**** EXERCISE INPUT
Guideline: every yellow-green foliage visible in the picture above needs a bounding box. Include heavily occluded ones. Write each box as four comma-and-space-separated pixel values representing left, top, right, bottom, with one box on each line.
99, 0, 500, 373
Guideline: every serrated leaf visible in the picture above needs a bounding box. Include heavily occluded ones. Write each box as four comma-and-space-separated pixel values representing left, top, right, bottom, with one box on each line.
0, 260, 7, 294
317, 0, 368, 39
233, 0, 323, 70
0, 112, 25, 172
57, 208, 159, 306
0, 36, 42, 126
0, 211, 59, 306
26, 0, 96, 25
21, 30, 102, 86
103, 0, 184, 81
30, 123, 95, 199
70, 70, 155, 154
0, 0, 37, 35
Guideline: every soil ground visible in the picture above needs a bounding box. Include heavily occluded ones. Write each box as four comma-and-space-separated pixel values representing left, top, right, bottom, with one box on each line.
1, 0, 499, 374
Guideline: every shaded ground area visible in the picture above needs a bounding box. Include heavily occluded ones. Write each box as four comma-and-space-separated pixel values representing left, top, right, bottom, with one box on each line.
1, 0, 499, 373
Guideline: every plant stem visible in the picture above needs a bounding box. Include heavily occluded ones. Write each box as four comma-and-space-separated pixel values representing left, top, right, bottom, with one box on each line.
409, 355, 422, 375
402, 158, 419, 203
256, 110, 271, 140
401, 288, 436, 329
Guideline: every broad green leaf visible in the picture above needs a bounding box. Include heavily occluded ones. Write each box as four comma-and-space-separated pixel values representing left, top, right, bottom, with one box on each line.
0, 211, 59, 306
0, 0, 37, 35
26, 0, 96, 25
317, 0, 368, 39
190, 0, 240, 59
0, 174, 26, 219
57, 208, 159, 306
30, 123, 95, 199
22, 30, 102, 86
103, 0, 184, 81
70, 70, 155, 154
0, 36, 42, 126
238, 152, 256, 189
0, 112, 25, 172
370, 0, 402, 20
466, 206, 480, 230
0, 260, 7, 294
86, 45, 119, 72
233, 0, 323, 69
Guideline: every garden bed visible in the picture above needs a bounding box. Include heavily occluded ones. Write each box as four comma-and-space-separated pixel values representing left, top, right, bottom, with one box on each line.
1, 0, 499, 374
********
▶ [WORK ORDER] Retype the listing above in full, with no alterations.

▶ [EXERCISE SOLUTION]
Guideline: every yellow-green foliage visible in the picture above needs a bounding box. Include heavily occluded ones. Write each box as four comma-and-space-separated pixel values representing left, top, right, bottom, with one box on each line.
99, 0, 500, 373
Guideline: every serrated leaf visible in the picture above needs a bounding box. Include heavily occluded ones. Write each box as four comma-and-space-separated pixel values representing left, top, right, bottom, with one box on each line.
0, 260, 7, 294
317, 0, 368, 39
233, 0, 323, 70
0, 112, 25, 172
57, 208, 159, 306
0, 36, 42, 126
0, 211, 59, 306
26, 0, 96, 25
21, 30, 102, 86
103, 0, 184, 81
30, 123, 95, 199
70, 70, 155, 154
0, 0, 37, 35
Guideline: every soil ground visible in the picture above needs a bounding box. Include heavily occluded ones. Write each box as four comma-and-space-separated pixel values representing left, top, right, bottom, with one box on each line.
1, 0, 499, 374
Guideline: every shaded ground area visible in the picture above needs a bounding box. Include heavily occluded ones. Write each box as four comma-and-space-separated pixel values representing left, top, right, bottom, with one box on each line.
1, 0, 499, 373
Guideline: every plant stem visible in the picture above needs a bounding box. Include heavily occluded ones. Write each box as four comma-and-space-separated pixel values representing left, top, right, bottom, with one box on each line.
409, 355, 422, 375
402, 158, 419, 203
256, 110, 271, 140
401, 288, 436, 329
Guideline: every broad green leaf visible in the picture above needs a bounding box. Include heavily occluded ones. Write each box as four comma-and-space-separated pixel values representing left, top, right, bottom, with one box on each line.
0, 211, 59, 306
0, 0, 37, 35
26, 0, 96, 25
317, 0, 368, 39
190, 0, 240, 59
0, 174, 26, 219
57, 208, 159, 306
30, 123, 95, 199
22, 30, 102, 86
103, 0, 184, 81
70, 70, 155, 154
0, 36, 42, 126
238, 152, 256, 189
0, 112, 25, 172
370, 0, 402, 20
466, 206, 480, 230
0, 260, 7, 294
86, 45, 119, 72
233, 0, 323, 69
Guideline: every garden bed visible in the picture above needs a bounding box. Include heavily occluded ones. Write each box as four comma-and-space-separated pixel values representing left, top, right, bottom, with one box on each line.
1, 0, 499, 374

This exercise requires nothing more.